__Supplied passage__:
::::

Up about 8 o’clock. Laid fire and had breakfast. Mr Mudie1 arrived in the Ford car to take us away about 10 o’clock. He went to make enquiries about the people who are to relieve us. 33 F A relieved us about 4 o’clock. I walked to the cab station and Mr Mudie sent me on after Captains McCombie and Birrell to Aveluy post. There I got the Ford car and returned to the house where Corporal Chapman and I got in with our kit and returned. I received some letters, one from home telling me that Ranald McDonald was wounded in the leg and had trench fever2. Slept with the M.T’s.
La Verr3 killed.

::::

__Supplied records__:

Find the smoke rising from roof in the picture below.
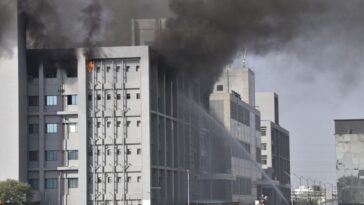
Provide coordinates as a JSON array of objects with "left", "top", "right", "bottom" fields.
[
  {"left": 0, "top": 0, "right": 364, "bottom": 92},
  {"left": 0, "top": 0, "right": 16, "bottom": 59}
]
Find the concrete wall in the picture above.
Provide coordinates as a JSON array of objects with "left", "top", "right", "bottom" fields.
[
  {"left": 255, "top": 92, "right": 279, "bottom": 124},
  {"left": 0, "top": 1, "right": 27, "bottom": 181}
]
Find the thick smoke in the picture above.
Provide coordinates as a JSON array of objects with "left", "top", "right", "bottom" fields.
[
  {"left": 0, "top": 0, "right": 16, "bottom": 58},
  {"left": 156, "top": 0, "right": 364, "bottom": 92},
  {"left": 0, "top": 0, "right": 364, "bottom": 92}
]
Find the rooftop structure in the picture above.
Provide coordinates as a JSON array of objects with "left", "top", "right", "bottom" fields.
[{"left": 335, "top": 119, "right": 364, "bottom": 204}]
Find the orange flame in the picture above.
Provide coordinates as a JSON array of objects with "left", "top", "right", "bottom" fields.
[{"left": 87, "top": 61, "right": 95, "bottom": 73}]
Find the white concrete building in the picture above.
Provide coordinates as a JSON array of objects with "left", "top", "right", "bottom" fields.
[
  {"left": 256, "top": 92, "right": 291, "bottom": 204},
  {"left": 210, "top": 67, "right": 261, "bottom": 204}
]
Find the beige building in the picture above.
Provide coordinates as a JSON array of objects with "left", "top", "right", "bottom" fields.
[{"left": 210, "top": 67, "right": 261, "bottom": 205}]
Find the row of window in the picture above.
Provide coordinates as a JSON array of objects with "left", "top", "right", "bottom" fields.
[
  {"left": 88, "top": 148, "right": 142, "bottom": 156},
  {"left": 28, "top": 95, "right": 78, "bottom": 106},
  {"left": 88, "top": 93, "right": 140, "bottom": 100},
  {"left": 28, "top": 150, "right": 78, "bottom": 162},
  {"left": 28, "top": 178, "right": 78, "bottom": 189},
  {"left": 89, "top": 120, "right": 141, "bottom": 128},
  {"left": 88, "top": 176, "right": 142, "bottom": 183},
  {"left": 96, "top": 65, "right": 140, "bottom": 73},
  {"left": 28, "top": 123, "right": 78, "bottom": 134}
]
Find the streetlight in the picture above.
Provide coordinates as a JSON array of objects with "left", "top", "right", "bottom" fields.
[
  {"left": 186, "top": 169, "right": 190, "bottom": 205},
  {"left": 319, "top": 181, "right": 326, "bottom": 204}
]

::::

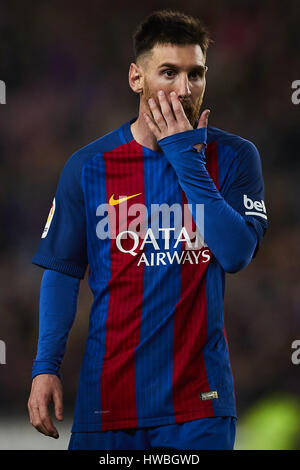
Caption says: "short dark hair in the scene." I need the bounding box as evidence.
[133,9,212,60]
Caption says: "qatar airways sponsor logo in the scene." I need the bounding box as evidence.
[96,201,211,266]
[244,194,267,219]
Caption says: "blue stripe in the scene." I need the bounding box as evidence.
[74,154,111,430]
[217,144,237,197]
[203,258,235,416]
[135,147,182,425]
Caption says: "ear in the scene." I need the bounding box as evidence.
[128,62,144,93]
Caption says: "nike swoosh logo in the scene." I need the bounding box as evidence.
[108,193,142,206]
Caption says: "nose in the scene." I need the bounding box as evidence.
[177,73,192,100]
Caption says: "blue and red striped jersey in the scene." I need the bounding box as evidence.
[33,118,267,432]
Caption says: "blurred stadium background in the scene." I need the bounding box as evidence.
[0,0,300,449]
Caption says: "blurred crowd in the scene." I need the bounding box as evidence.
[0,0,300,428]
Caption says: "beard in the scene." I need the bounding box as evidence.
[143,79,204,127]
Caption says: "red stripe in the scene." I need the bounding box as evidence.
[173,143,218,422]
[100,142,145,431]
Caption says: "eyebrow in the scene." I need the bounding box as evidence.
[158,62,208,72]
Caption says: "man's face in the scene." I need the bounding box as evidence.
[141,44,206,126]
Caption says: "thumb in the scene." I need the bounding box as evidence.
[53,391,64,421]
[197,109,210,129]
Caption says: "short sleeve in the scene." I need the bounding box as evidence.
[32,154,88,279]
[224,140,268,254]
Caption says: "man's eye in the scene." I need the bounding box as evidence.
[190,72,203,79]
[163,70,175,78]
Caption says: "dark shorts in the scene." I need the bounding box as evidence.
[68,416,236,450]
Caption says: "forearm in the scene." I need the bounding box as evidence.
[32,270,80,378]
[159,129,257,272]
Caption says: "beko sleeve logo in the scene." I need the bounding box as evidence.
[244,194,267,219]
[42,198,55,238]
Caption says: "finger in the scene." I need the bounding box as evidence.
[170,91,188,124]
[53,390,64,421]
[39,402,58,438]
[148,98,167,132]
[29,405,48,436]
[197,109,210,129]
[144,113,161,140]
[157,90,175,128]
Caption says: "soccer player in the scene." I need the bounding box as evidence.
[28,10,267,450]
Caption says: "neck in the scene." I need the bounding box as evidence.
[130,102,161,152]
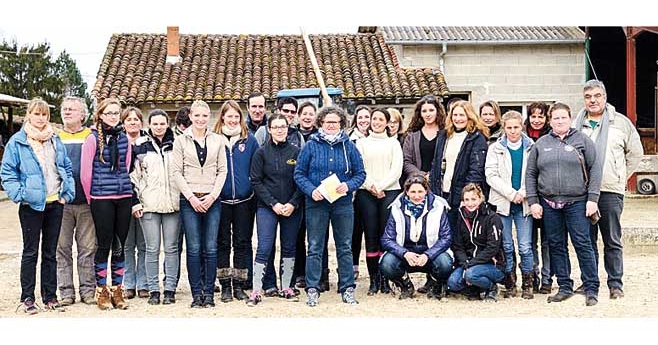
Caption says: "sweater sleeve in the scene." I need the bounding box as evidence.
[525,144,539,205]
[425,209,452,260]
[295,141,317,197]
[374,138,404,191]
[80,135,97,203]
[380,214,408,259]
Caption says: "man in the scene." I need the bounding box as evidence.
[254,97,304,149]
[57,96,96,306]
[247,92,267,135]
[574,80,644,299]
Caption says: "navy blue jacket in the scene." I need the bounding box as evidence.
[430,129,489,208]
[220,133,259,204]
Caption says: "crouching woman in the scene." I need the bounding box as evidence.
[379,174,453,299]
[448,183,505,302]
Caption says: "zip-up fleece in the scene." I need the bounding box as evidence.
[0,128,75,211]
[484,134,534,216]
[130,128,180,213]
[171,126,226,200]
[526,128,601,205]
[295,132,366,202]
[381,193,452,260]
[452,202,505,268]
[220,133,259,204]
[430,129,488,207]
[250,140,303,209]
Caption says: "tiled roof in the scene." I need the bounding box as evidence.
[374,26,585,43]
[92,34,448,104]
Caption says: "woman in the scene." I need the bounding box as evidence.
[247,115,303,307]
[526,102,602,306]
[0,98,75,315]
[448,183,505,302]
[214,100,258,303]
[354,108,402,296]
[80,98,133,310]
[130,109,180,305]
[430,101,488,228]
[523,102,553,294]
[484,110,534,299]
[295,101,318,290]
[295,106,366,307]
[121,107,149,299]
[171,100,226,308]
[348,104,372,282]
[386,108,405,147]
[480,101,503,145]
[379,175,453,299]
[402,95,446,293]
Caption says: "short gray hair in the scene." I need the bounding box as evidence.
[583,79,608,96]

::::

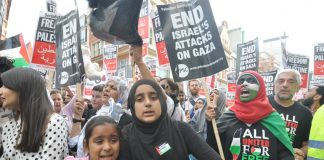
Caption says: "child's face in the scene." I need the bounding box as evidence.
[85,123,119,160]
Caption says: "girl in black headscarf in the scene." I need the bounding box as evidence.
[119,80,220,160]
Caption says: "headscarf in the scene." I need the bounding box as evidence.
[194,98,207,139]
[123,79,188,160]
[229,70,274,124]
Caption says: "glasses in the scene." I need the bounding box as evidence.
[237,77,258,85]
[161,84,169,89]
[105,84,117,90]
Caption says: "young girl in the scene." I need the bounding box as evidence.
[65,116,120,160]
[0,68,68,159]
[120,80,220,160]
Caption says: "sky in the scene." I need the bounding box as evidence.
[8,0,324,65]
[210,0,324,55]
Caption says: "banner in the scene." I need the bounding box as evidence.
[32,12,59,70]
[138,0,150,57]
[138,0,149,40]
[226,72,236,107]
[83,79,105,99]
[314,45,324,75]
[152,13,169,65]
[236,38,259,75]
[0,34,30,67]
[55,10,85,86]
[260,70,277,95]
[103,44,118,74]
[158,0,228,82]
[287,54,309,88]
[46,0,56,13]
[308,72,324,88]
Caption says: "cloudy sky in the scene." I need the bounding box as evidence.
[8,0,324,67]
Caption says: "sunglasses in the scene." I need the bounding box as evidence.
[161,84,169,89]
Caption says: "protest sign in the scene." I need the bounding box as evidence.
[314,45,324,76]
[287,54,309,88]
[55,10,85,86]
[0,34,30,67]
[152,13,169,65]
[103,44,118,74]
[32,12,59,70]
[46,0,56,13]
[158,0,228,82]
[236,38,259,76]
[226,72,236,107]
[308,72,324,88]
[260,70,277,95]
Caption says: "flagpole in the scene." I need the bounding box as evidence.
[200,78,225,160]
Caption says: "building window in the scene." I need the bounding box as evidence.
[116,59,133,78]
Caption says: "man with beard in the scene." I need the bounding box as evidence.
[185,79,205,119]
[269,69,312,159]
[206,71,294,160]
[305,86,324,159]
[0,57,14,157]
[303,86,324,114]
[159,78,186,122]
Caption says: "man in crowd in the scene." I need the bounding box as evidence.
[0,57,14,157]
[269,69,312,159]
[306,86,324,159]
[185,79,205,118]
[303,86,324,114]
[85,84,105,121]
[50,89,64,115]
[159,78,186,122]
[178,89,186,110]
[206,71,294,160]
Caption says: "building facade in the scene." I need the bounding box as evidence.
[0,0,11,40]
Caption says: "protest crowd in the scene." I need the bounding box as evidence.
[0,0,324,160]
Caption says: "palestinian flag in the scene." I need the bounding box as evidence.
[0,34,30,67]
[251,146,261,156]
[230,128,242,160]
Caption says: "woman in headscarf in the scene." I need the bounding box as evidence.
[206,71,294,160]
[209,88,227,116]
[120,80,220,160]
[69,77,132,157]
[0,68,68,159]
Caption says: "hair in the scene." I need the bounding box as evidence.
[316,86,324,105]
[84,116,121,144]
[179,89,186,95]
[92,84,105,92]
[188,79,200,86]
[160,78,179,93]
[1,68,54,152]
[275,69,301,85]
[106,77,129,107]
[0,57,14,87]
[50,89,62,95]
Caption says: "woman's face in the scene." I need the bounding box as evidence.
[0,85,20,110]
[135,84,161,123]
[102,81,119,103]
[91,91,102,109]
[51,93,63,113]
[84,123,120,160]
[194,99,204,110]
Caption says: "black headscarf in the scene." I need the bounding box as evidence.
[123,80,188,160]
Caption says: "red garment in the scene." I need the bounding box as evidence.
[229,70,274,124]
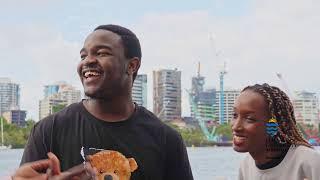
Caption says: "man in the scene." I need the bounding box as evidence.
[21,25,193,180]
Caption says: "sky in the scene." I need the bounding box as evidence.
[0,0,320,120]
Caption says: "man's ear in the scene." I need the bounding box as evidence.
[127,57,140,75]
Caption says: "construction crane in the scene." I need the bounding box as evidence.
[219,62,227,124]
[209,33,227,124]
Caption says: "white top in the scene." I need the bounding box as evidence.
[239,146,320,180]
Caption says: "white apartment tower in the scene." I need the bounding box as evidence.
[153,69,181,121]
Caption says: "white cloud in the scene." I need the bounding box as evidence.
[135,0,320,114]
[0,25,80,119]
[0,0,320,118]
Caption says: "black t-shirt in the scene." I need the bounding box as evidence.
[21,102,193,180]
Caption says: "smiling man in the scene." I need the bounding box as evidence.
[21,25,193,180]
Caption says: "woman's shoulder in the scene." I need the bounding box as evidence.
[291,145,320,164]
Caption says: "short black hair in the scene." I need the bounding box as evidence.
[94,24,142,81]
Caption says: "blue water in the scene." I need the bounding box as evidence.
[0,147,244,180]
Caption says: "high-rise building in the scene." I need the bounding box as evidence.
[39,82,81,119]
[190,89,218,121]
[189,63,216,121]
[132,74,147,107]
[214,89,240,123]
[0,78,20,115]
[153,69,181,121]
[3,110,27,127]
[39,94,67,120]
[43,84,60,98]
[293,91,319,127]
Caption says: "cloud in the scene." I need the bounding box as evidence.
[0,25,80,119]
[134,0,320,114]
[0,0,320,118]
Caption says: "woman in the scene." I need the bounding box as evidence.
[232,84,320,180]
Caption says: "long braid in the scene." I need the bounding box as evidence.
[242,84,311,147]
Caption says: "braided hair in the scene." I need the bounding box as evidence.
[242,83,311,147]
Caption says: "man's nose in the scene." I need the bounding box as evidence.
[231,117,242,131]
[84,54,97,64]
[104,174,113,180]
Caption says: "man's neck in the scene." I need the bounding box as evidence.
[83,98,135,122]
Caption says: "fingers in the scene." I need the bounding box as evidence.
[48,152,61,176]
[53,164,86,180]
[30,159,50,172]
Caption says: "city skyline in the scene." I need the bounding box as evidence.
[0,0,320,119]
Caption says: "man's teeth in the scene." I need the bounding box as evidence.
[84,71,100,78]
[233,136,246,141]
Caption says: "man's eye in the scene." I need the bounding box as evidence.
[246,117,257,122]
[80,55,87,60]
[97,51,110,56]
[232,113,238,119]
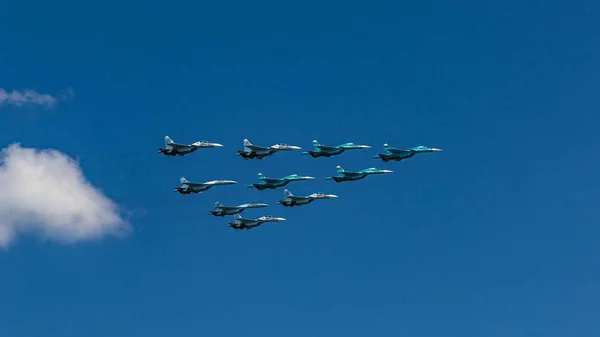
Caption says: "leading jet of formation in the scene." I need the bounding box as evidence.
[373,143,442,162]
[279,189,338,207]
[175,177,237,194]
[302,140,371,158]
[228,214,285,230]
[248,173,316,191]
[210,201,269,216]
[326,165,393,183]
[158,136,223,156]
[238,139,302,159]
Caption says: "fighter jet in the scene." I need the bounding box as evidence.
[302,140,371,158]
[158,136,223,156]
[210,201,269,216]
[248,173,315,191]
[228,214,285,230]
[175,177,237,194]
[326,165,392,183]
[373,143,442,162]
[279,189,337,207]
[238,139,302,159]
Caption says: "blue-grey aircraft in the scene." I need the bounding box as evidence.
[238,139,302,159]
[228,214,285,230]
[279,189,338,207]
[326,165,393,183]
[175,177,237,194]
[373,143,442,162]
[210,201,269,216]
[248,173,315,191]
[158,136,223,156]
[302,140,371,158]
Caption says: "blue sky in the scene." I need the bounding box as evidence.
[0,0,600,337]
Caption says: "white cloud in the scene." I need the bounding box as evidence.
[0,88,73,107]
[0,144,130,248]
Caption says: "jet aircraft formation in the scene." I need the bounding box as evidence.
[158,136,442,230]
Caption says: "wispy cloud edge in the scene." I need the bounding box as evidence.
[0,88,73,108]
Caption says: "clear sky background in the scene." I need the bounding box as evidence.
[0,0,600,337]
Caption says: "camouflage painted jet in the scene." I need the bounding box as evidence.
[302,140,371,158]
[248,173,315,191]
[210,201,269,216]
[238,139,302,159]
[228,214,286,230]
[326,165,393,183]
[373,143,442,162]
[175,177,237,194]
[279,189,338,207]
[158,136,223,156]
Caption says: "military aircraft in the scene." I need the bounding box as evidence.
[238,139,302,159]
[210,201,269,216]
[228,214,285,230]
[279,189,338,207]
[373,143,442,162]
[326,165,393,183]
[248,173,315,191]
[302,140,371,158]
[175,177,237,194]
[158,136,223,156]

::::

__Assigned task 1__:
Reproduce the portion of the diary entry above starting at "Up about 8 o’clock." and ending at "with the M.T’s.".
__Assigned task 2__:
List every person in the diary entry who is named together with a title or military rank.

__Task solution 1__:
Up about 8 o’clock. Laid fire and had breakfast. Mr Mudie1 arrived in the Ford car to take us away about 10 o’clock. He went to make enquiries about the people who are to relieve us. 33 F A relieved us about 4 o’clock. I walked to the cab station and Mr Mudie sent me on after Captains McCombie and Birrell to Aveluy post. There I got the Ford car and returned to the house where Corporal Chapman and I got in with our kit and returned. I received some letters, one from home telling me that Ranald McDonald was wounded in the leg and had trench fever2. Slept with the M.T’s.

__Task solution 2__:
Mr Mudie
Captain McCombie
Captain Birrell
Corporal Chapman